PROBLEM TO WORK ON: Needed from the entries below: every line that holds the word "snow".

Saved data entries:
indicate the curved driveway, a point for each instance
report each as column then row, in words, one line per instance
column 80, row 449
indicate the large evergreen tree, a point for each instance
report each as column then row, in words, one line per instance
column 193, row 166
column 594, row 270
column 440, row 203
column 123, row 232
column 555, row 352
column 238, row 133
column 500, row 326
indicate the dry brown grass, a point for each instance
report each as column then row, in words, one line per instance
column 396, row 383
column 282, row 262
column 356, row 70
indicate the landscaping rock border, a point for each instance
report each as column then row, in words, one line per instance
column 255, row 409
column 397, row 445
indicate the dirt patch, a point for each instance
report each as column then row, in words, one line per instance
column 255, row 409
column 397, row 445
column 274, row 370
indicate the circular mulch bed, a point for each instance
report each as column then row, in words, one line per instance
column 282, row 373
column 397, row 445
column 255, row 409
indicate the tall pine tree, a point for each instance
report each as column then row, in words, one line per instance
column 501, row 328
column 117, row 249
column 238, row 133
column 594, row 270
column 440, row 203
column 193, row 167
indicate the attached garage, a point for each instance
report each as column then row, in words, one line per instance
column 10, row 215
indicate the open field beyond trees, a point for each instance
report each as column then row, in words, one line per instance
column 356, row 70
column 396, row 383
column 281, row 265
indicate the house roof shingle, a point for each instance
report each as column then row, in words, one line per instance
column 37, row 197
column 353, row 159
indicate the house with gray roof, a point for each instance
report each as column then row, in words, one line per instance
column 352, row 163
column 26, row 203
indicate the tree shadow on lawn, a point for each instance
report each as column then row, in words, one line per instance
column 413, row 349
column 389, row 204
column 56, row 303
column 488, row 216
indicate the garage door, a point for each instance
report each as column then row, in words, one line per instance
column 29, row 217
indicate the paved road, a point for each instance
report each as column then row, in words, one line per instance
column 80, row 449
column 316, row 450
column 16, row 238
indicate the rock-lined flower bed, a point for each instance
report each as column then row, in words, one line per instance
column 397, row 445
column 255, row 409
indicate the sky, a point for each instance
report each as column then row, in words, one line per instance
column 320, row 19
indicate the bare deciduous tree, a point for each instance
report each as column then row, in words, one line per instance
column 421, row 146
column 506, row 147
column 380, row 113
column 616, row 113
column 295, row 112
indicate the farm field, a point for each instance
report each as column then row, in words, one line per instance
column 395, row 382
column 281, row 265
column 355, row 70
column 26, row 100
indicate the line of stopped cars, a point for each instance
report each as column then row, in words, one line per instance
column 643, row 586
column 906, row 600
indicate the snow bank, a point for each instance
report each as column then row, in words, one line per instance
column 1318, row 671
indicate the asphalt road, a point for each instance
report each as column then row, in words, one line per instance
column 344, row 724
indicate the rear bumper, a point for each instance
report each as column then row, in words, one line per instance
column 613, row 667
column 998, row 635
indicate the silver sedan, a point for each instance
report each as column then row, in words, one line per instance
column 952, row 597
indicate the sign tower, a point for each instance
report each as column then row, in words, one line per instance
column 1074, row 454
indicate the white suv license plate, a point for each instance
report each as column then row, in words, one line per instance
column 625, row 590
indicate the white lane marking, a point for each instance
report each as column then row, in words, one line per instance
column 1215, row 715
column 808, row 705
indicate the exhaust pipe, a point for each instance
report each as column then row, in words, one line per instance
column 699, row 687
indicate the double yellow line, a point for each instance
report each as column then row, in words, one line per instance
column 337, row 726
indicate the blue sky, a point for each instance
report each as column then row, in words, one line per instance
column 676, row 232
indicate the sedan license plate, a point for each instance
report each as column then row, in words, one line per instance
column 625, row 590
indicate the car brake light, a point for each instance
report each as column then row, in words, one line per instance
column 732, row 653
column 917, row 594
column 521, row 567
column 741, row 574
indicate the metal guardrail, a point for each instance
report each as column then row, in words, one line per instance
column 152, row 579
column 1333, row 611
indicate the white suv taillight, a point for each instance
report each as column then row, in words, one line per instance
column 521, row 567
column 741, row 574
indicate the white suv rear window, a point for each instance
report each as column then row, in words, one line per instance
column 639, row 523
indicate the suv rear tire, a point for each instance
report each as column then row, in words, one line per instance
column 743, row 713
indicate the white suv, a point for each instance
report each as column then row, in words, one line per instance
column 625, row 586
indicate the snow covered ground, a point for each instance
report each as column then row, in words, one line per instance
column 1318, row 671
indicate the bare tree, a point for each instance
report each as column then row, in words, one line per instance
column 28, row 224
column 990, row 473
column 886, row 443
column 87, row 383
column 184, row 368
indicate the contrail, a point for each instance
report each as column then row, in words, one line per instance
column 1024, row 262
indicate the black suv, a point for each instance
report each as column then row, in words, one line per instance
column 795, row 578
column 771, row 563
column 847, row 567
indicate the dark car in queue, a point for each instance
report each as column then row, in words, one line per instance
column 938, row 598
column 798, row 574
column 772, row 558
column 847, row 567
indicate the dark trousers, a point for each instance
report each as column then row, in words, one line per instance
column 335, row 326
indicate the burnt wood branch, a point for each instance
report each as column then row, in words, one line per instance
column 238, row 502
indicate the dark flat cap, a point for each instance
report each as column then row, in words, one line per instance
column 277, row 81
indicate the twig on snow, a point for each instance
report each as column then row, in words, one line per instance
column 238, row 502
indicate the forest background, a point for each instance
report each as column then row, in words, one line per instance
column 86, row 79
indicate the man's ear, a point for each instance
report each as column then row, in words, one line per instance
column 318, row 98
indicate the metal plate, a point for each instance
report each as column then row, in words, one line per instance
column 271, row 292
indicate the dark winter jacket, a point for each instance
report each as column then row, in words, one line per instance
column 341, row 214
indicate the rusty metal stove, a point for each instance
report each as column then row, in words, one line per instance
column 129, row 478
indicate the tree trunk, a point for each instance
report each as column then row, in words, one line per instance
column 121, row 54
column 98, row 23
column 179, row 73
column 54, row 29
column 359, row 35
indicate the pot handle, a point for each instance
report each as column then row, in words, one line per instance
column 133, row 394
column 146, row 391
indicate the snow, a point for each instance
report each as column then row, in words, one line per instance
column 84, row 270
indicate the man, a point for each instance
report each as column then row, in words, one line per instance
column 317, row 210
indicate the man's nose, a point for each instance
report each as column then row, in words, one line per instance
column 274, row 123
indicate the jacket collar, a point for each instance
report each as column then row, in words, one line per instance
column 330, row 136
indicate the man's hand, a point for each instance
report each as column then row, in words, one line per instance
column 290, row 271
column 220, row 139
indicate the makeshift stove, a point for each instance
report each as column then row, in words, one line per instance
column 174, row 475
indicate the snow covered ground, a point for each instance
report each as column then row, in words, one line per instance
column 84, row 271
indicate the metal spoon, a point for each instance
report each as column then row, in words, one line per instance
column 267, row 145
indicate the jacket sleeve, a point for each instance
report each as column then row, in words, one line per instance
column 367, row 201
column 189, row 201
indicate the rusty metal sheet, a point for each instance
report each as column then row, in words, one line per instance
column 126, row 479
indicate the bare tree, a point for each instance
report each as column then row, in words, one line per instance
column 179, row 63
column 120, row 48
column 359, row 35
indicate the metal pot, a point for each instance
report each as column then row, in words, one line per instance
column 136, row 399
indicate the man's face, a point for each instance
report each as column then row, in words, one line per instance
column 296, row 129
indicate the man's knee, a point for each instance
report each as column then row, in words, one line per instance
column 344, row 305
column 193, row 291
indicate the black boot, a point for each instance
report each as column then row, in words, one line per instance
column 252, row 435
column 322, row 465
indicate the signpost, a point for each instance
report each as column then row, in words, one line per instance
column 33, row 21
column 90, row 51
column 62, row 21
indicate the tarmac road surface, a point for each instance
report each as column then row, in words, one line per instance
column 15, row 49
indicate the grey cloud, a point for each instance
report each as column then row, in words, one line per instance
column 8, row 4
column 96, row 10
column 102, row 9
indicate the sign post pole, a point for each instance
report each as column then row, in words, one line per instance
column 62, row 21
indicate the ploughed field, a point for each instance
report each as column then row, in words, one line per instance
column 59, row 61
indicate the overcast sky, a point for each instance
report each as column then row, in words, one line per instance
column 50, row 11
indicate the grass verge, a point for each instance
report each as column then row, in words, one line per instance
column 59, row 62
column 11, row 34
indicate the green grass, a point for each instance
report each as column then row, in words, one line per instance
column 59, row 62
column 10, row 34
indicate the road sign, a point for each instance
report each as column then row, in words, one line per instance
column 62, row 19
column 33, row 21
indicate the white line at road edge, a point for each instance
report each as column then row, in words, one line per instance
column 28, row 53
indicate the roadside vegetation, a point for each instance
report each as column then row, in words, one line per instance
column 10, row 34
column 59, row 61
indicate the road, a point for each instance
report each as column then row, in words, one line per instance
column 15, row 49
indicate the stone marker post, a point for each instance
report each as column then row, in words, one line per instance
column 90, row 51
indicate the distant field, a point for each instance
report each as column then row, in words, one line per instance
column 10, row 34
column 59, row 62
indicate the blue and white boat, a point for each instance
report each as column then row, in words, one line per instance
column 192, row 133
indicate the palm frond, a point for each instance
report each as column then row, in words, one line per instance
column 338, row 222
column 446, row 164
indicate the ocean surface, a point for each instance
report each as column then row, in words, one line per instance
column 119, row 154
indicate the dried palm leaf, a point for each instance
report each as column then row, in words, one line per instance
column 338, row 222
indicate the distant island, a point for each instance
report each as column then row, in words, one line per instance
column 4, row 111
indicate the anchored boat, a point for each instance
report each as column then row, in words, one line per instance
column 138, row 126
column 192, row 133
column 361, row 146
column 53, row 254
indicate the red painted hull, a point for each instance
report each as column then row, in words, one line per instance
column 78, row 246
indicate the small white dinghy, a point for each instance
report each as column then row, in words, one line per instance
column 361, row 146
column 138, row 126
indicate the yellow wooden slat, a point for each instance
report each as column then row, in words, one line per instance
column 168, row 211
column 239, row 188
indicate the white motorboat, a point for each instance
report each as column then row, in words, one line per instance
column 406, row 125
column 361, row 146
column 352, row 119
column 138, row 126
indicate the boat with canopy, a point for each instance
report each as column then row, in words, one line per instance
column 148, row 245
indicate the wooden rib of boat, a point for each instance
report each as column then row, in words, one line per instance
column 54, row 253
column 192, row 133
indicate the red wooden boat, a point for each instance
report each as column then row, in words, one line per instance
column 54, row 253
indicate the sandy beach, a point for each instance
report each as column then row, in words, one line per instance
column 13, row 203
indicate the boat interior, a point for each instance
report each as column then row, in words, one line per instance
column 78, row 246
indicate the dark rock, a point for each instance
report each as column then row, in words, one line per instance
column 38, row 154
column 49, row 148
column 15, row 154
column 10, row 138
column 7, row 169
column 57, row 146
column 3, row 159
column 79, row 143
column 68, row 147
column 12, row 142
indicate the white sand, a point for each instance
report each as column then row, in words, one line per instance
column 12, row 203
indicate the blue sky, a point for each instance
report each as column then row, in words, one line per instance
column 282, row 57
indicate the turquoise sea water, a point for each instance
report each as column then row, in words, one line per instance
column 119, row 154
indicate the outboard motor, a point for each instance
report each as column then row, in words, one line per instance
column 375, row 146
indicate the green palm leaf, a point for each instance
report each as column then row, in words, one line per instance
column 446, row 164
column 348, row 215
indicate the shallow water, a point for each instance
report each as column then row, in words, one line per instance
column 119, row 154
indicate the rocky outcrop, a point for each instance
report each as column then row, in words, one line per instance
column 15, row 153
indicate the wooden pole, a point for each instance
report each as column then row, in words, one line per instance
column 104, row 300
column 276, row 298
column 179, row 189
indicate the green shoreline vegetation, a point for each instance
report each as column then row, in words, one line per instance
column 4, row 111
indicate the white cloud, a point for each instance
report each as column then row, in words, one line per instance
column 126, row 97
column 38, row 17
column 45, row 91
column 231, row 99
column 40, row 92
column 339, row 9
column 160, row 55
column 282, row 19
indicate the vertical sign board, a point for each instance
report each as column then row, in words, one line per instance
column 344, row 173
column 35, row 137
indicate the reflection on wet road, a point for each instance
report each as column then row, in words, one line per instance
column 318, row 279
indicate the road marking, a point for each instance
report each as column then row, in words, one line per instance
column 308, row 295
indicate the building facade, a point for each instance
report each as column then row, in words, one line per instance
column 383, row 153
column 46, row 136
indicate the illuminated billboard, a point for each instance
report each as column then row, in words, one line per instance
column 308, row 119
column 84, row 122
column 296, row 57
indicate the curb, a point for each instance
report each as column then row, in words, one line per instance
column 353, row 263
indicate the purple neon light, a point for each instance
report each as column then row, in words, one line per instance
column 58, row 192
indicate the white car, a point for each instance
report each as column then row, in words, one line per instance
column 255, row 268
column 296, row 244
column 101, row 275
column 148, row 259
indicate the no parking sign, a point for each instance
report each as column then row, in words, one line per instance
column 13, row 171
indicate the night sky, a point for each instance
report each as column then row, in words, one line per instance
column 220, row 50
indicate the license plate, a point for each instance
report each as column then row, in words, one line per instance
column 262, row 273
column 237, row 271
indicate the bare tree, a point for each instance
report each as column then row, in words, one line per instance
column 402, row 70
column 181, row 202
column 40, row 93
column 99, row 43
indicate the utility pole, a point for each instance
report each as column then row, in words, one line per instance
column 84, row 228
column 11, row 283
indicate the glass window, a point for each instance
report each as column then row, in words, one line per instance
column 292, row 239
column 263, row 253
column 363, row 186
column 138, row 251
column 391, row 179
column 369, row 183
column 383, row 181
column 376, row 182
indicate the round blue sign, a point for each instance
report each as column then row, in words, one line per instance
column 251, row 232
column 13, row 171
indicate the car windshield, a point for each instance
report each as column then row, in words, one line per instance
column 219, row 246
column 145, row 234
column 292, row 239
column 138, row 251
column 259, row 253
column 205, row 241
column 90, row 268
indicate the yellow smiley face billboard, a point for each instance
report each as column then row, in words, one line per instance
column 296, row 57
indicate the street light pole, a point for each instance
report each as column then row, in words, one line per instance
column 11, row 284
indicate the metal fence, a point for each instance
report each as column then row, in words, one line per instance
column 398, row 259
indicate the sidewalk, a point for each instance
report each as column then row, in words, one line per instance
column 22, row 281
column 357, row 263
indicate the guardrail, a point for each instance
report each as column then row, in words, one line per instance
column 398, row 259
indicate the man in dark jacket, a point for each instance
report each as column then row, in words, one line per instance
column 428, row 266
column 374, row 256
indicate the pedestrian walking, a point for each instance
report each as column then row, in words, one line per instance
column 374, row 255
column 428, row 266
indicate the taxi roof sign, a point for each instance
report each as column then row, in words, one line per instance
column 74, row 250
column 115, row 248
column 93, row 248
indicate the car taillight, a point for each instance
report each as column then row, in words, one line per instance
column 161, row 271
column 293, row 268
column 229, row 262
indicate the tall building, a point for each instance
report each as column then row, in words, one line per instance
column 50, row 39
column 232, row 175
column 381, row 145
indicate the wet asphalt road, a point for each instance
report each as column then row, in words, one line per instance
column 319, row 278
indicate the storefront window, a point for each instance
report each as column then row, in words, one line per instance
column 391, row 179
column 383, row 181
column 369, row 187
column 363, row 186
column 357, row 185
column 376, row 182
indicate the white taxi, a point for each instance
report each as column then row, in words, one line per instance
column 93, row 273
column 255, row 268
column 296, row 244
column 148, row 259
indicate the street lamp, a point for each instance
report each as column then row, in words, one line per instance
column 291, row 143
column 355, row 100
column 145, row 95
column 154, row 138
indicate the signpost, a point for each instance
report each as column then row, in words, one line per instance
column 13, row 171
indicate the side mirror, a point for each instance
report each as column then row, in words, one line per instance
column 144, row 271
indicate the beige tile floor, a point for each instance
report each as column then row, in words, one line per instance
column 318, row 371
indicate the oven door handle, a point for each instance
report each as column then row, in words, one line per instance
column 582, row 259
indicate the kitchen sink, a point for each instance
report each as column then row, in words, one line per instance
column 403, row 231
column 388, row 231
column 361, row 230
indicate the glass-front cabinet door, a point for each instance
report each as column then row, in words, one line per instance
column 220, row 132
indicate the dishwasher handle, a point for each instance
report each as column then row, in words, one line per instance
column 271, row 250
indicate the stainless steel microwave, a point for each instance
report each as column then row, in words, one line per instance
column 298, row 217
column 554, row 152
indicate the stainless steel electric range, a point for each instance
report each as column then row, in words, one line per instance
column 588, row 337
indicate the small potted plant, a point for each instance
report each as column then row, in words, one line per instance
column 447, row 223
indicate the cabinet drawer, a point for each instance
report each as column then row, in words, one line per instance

WRITTEN ANSWER:
indicate the snow bank, a point for each instance
indicate the snow covered ground, a point for each instance
indicate the twig on snow, a point for each instance
indicate the snow, a point for each instance
indicate the snow covered ground, a point for each instance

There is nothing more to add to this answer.